→ **TASK DETAILS**
Every line from the first record below down to the line that includes "positive clicks: (123, 698) (129, 696)" must be reproduced exactly; the pictures are not.

[Stored data]
----------

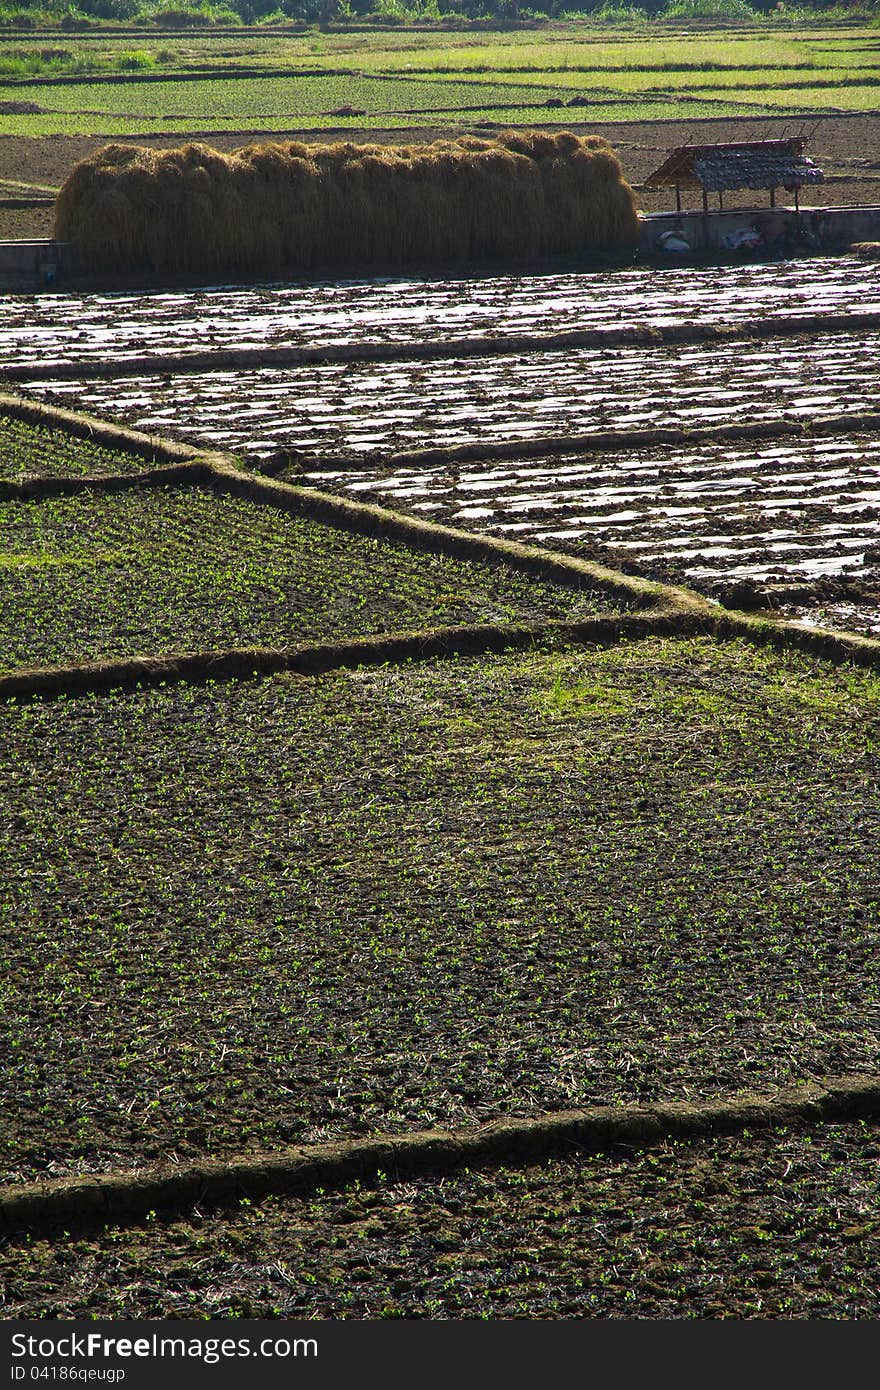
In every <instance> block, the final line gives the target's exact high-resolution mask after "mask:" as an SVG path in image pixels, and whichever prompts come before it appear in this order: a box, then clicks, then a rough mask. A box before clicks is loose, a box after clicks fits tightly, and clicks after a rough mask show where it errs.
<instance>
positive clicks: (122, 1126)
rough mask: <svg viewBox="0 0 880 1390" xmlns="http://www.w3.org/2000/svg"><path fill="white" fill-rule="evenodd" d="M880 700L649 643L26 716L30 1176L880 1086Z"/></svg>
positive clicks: (123, 698) (129, 696)
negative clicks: (655, 1108) (876, 870)
mask: <svg viewBox="0 0 880 1390" xmlns="http://www.w3.org/2000/svg"><path fill="white" fill-rule="evenodd" d="M879 703H880V691H879V687H877V678H876V677H874V676H872V674H866V673H858V674H854V673H851V671H847V670H845V669H840V670H829V669H827V667H823V666H822V664H820V663H816V662H810V660H808V659H805V657H795V656H785V657H780V656H779V655H770V653H766V652H755V651H753V649H751V648H742V646H740V645H738V644H731V645H717V644H712V642H709V641H680V642H669V641H667V642H663V641H659V639H648V641H645V642H641V644H631V645H626V646H620V648H613V649H610V651H608V652H580V653H570V655H556V656H552V655H546V656H534V657H521V656H512V657H500V659H495V660H462V662H457V663H438V664H431V666H420V667H409V669H407V667H403V669H386V670H380V671H361V673H336V674H332V676H328V677H323V678H318V680H316V681H299V680H275V681H270V682H266V684H261V685H250V684H229V685H222V687H221V685H217V687H207V688H189V687H177V688H175V689H167V691H152V692H146V691H145V692H142V694H133V695H131V696H114V695H108V696H104V698H101V699H79V701H67V702H58V703H51V705H39V703H38V705H31V706H14V705H13V706H4V708H3V710H1V721H3V734H4V738H3V746H4V748H6V751H7V766H6V770H4V780H6V784H7V801H8V805H10V809H11V819H10V823H8V824H10V833H8V844H7V847H4V860H6V863H7V870H8V881H10V885H11V892H10V895H8V899H7V903H6V912H4V917H6V922H4V930H6V938H7V947H6V951H7V959H8V962H10V969H8V973H7V979H6V1001H4V1015H3V1020H4V1022H3V1027H4V1045H3V1055H6V1056H7V1058H10V1059H11V1063H10V1070H8V1073H7V1086H8V1087H10V1088H14V1091H15V1095H17V1098H18V1104H17V1106H15V1113H14V1116H10V1127H8V1130H7V1136H6V1155H7V1156H6V1166H7V1173H8V1176H10V1177H13V1176H14V1175H15V1176H28V1175H32V1173H51V1172H64V1170H75V1169H103V1168H107V1166H114V1165H120V1163H122V1165H125V1163H127V1162H128V1163H131V1162H142V1161H145V1159H156V1158H167V1156H177V1158H179V1156H185V1155H186V1154H197V1152H206V1151H209V1152H211V1154H222V1152H231V1151H235V1150H241V1148H260V1147H267V1145H272V1144H278V1143H286V1141H293V1140H296V1141H298V1140H306V1141H309V1140H311V1141H314V1140H320V1138H325V1137H339V1136H355V1134H360V1133H366V1131H370V1130H374V1129H399V1130H406V1129H413V1127H421V1126H424V1125H430V1123H434V1122H438V1123H443V1125H462V1123H464V1125H473V1123H478V1122H481V1120H485V1119H488V1118H494V1116H496V1115H502V1113H512V1115H516V1113H520V1115H523V1113H525V1115H528V1113H537V1112H541V1111H544V1109H562V1108H569V1106H577V1105H584V1104H591V1102H595V1101H603V1102H609V1101H610V1102H614V1101H621V1099H634V1098H642V1099H644V1098H655V1097H666V1098H669V1097H676V1095H680V1097H687V1095H698V1094H724V1093H731V1091H733V1093H735V1091H737V1090H744V1088H749V1087H753V1086H755V1084H770V1086H772V1084H779V1083H783V1081H791V1080H797V1079H804V1077H805V1076H810V1074H817V1073H827V1072H845V1070H870V1069H876V1068H877V1048H876V1017H877V979H876V969H874V965H873V955H874V952H873V940H874V933H876V912H877V901H876V878H877V874H876V863H874V855H873V838H872V827H873V824H874V821H876V817H877V813H879V806H877V799H876V787H874V783H876V752H874V745H873V730H874V728H876V721H877V708H879ZM46 842H51V844H53V847H54V851H53V856H51V859H49V860H47V859H46V855H44V845H46ZM35 960H36V962H39V970H38V973H36V974H35V969H33V962H35Z"/></svg>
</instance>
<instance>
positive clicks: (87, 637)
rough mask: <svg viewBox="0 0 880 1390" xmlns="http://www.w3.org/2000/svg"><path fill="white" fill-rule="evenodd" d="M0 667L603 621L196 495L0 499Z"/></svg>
mask: <svg viewBox="0 0 880 1390" xmlns="http://www.w3.org/2000/svg"><path fill="white" fill-rule="evenodd" d="M0 534H1V537H3V539H1V541H0V577H1V581H3V589H4V605H3V616H1V619H0V670H4V669H11V667H15V666H26V664H29V663H32V664H38V666H46V664H51V663H63V662H70V660H76V659H79V660H82V659H86V657H88V659H97V657H106V656H124V655H127V653H132V652H136V653H152V655H158V653H167V652H181V651H202V649H214V648H227V646H284V645H288V646H289V645H292V644H295V642H304V641H313V639H321V638H345V637H363V635H370V634H374V632H393V631H402V630H407V628H424V627H449V626H457V624H473V623H517V621H519V623H539V621H544V620H546V619H562V617H567V619H571V620H576V619H578V617H584V616H587V614H588V613H591V612H594V613H595V612H598V610H599V609H608V607H609V602H608V599H605V598H602V596H601V595H599V594H598V592H595V591H592V592H591V591H584V592H578V594H574V592H571V594H567V592H566V591H564V589H560V588H557V587H556V585H551V584H541V582H537V581H534V580H531V578H527V577H525V575H517V574H514V573H513V571H510V570H506V569H500V570H498V569H496V570H494V569H489V567H488V566H480V564H470V563H467V562H463V560H453V559H448V557H442V556H416V555H414V553H413V552H412V550H406V549H403V548H402V546H399V545H395V543H392V542H380V541H371V539H368V538H364V537H355V535H350V537H345V535H341V532H338V531H335V530H332V528H329V527H324V525H320V524H318V523H316V521H306V520H298V518H292V517H288V516H285V514H284V513H279V512H275V510H272V509H271V507H261V506H254V505H252V503H246V502H239V500H236V499H234V498H217V496H213V495H211V493H206V492H196V491H192V492H190V491H177V492H172V491H167V492H156V491H152V492H127V493H124V495H121V496H110V498H108V496H101V495H93V496H89V495H85V496H82V495H81V496H78V498H72V499H71V498H53V499H47V500H43V502H36V503H35V502H24V503H22V502H15V503H13V502H6V503H1V502H0Z"/></svg>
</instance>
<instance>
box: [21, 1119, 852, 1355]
mask: <svg viewBox="0 0 880 1390" xmlns="http://www.w3.org/2000/svg"><path fill="white" fill-rule="evenodd" d="M879 1159H880V1130H879V1127H877V1125H876V1123H862V1125H859V1123H851V1125H830V1126H823V1127H822V1129H816V1130H810V1131H806V1133H781V1134H752V1136H737V1137H733V1138H716V1140H702V1141H696V1143H677V1144H663V1145H658V1147H656V1148H652V1150H635V1151H634V1150H628V1148H623V1147H621V1148H616V1150H609V1151H608V1152H605V1154H595V1155H569V1156H567V1158H560V1159H555V1161H552V1162H548V1163H542V1165H535V1166H532V1168H524V1169H516V1168H502V1169H499V1170H496V1172H487V1170H470V1172H468V1170H464V1172H455V1173H450V1175H446V1176H442V1177H439V1176H438V1177H432V1179H423V1180H420V1181H413V1183H403V1181H396V1180H395V1177H393V1175H391V1176H389V1177H385V1180H384V1181H380V1183H378V1184H377V1186H366V1187H361V1186H360V1184H357V1186H355V1187H350V1188H348V1190H345V1191H341V1193H321V1194H316V1195H313V1197H303V1198H284V1200H281V1201H267V1202H263V1204H260V1205H259V1207H253V1208H250V1207H247V1208H242V1209H239V1211H238V1212H228V1213H220V1215H210V1213H199V1215H195V1216H190V1218H188V1219H178V1220H163V1219H161V1218H154V1219H153V1220H152V1222H147V1223H146V1225H145V1226H140V1227H138V1226H135V1227H132V1229H128V1230H117V1229H108V1230H107V1232H106V1233H104V1234H101V1236H95V1237H88V1238H82V1237H79V1238H76V1237H71V1236H63V1237H58V1238H57V1240H54V1241H51V1243H50V1241H47V1240H28V1241H26V1243H24V1241H13V1240H8V1238H7V1240H6V1241H4V1243H3V1247H1V1248H0V1282H1V1283H3V1284H4V1287H6V1294H4V1295H3V1294H0V1314H1V1315H3V1316H4V1318H161V1316H165V1318H167V1316H172V1318H292V1319H300V1318H306V1319H313V1318H316V1319H321V1318H370V1319H375V1318H445V1319H456V1320H457V1319H464V1318H492V1319H496V1318H785V1319H794V1318H836V1319H848V1320H849V1319H866V1318H870V1319H876V1318H877V1316H879V1314H880V1301H879V1297H877V1279H876V1270H877V1261H879V1259H880V1230H879V1223H877V1197H879V1195H880V1193H879V1190H877V1161H879ZM314 1336H316V1337H317V1339H318V1341H320V1340H321V1332H320V1325H318V1326H316V1329H314Z"/></svg>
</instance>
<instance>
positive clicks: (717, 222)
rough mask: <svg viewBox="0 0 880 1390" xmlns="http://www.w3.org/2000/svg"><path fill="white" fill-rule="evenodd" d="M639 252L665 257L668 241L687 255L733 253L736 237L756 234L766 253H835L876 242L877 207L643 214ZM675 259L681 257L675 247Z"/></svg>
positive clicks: (776, 209)
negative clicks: (842, 249) (845, 248)
mask: <svg viewBox="0 0 880 1390" xmlns="http://www.w3.org/2000/svg"><path fill="white" fill-rule="evenodd" d="M641 224H642V236H641V245H639V250H642V252H646V253H648V254H655V253H663V252H669V253H670V254H676V250H674V249H673V247H671V246H667V245H665V239H666V238H667V236H676V238H677V239H680V240H683V242H685V243H687V249H688V250H691V252H708V253H712V252H719V253H724V252H730V250H735V249H737V247H735V245H733V246H731V242H735V238H737V236H738V235H740V234H744V232H755V234H756V235H758V236H759V238H760V246H758V247H756V249H762V247H766V249H767V250H795V249H798V247H805V249H809V250H826V249H827V250H834V249H840V247H841V246H849V245H851V243H852V242H873V240H880V206H877V207H802V208H801V210H799V211H797V210H795V208H794V207H748V208H735V210H731V211H717V210H710V211H709V213H702V211H696V210H694V211H691V210H688V211H685V213H646V214H642V218H641ZM677 253H678V254H685V249H684V247H678V252H677Z"/></svg>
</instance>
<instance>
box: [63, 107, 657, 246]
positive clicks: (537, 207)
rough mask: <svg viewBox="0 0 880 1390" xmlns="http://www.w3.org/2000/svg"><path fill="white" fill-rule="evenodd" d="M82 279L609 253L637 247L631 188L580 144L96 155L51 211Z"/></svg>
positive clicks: (71, 183) (617, 166)
mask: <svg viewBox="0 0 880 1390" xmlns="http://www.w3.org/2000/svg"><path fill="white" fill-rule="evenodd" d="M54 235H56V236H57V238H58V239H60V240H67V242H71V243H72V245H74V247H75V249H76V252H78V254H79V259H81V261H82V264H83V265H85V267H90V268H93V270H114V271H127V270H153V271H175V272H185V271H195V272H203V271H207V272H214V271H225V272H228V271H249V272H257V274H259V272H263V271H277V270H282V268H291V270H309V268H310V267H316V265H346V267H356V265H367V264H374V265H375V264H386V265H400V264H406V263H410V264H412V263H414V261H421V263H439V264H442V263H446V261H459V263H460V261H467V260H481V259H485V257H532V256H546V254H553V253H577V252H584V250H612V249H616V247H623V246H631V245H634V243H635V242H637V240H638V224H637V215H635V206H634V202H633V192H631V189H630V186H628V185H627V183H626V182H624V179H623V175H621V171H620V164H619V161H617V157H616V154H614V152H613V150H612V149H610V146H609V145H608V143H606V142H605V140H603V139H601V138H599V136H595V135H588V136H585V138H580V136H576V135H571V133H569V132H567V131H566V132H562V133H557V135H548V133H542V132H538V131H525V132H514V131H509V132H503V133H500V135H498V136H496V138H494V139H477V138H473V136H463V138H460V139H457V140H438V142H437V143H435V145H418V146H380V145H350V143H339V145H302V143H295V142H291V143H284V145H281V143H277V145H250V146H246V147H245V149H241V150H236V152H235V153H232V154H221V153H218V152H217V150H211V149H209V147H207V146H204V145H185V146H184V147H182V149H172V150H152V149H145V147H142V146H132V145H108V146H106V147H104V149H103V150H99V152H97V153H96V154H92V156H90V157H89V158H86V160H82V161H81V163H79V164H78V165H76V167H75V168H74V170H72V172H71V175H70V177H68V179H67V182H65V183H64V186H63V188H61V190H60V193H58V199H57V203H56V227H54Z"/></svg>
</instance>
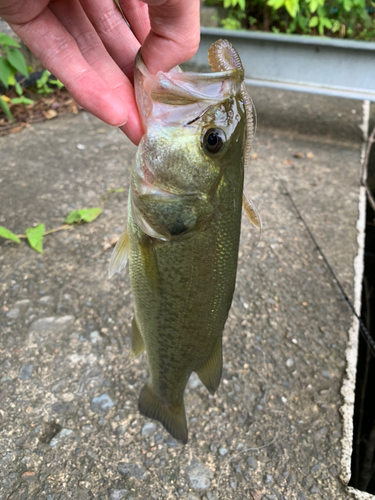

----------

→ **RESPONSE TO THE TASK**
In every <instance> block, the final line gives the target's exact high-resolution mask after "mask:" as an SVG path in image pixels, and whichever prompts come before it appear in this order: a box, then clicks, then a rough mask. A box before clicks is loose, a box after clicks fits tightly, and clicks after a rough mask show where it errs.
<instance>
positive clicks: (122, 1126)
rough mask: <svg viewBox="0 0 880 1390" xmlns="http://www.w3.org/2000/svg"><path fill="white" fill-rule="evenodd" d="M880 700L649 643L26 716L30 1176L880 1086Z"/></svg>
positive clicks: (123, 698) (129, 696)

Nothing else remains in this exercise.